Task goal:
Print all the data, keeping every line exactly as it is.

Information shown:
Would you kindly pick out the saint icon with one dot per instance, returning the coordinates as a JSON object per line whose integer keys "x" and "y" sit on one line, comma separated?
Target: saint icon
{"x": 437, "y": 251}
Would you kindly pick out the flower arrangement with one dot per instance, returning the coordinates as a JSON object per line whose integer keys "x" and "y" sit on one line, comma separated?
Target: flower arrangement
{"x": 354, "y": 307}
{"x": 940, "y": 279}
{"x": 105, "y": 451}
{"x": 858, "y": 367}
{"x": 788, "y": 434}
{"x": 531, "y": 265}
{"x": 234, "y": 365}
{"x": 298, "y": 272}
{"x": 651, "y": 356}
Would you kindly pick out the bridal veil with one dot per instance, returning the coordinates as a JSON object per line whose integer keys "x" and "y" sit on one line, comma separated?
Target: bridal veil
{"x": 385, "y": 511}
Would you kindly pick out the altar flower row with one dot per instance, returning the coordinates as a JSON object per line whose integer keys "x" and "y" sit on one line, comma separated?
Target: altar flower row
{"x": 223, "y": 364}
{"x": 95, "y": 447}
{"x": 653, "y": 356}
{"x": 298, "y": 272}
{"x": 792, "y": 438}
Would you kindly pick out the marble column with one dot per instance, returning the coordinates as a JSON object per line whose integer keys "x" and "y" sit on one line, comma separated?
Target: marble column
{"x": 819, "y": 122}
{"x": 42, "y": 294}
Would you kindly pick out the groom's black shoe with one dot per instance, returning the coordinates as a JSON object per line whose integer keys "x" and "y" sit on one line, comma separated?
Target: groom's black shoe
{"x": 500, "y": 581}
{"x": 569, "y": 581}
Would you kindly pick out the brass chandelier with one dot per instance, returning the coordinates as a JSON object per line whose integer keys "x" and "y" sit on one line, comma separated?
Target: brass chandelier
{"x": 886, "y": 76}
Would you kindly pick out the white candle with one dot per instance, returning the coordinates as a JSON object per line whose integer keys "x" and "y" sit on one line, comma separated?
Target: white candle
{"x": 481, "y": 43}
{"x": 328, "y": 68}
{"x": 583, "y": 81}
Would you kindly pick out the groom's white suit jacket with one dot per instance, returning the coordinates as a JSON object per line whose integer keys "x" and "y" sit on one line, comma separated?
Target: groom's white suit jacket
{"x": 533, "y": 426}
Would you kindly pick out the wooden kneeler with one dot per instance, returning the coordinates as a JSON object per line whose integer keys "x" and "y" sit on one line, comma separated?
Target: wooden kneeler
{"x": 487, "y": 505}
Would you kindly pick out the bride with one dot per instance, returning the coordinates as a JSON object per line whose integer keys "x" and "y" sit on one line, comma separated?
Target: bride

Task solution:
Would you kindly pick out the saint icon with one dot per instance, returning the coordinates as a JSON object per line whose integer keys "x" and "y" sit on one line, comma separated?
Target: saint icon
{"x": 437, "y": 251}
Would you kindly pick out the flower arrangement with one dot per instance, returning the coordinates as a JSON object per line whose integer keys "x" and "y" sit on one line, comma separated?
Target: flower arrangement
{"x": 354, "y": 307}
{"x": 940, "y": 279}
{"x": 105, "y": 451}
{"x": 858, "y": 367}
{"x": 788, "y": 434}
{"x": 531, "y": 265}
{"x": 234, "y": 365}
{"x": 298, "y": 272}
{"x": 651, "y": 356}
Would you kindly pick out the bridal veil with one dot per instance, returning the coordinates as a JSON object per line whose integer keys "x" and "y" sit on one line, comma separated?
Target: bridal veil
{"x": 385, "y": 511}
Would you kindly pick out the altar flower row with one dot per instance, returning the coordinates as a JSON object per line whose integer keys "x" and "y" sit on one line, comma separated?
Target: altar flower row
{"x": 223, "y": 364}
{"x": 95, "y": 447}
{"x": 653, "y": 356}
{"x": 298, "y": 272}
{"x": 792, "y": 438}
Would you kindly pick out the marble column with one dot per instance, returning the coordinates as a JSON object per line whose integer keys "x" and "y" sit on one line, comma separated?
Target: marble column
{"x": 819, "y": 122}
{"x": 42, "y": 294}
Would you kindly pick out the groom's black shoe with one dot per instance, returning the coordinates as a JSON object per line whose integer keys "x" and "y" sit on one line, comma separated?
Target: groom's black shoe
{"x": 500, "y": 581}
{"x": 569, "y": 581}
Would you kindly pick out the brass chandelier with one dot per instance, returning the coordinates as a JSON object per line whose integer keys "x" and "y" sit on one line, comma separated?
Target: brass chandelier
{"x": 886, "y": 76}
Would you kindly pick out the white candle with one dot per instance, returning the coordinates as a JSON object per line whose integer keys "x" and "y" sit on one line, comma separated?
Target: white candle
{"x": 481, "y": 43}
{"x": 328, "y": 68}
{"x": 583, "y": 81}
Would you kindly pick out the groom's white suit jacket with one dot per instance, returning the coordinates as a JSON object per line whose integer keys "x" and "y" sit on one line, comma separated?
Target: groom's white suit jacket
{"x": 533, "y": 426}
Would you kindly pick out the wooden kneeler with one dot per instance, returning the coordinates as a JSON object per line whose integer keys "x" and "y" sit on one line, comma separated?
Target: wooden kneeler
{"x": 487, "y": 505}
Would you kindly pick out the bride with one dot per instance, returning the coordinates as a JSON object per line whose integer keys "x" and "y" sit on one line, comma separated?
Target: bride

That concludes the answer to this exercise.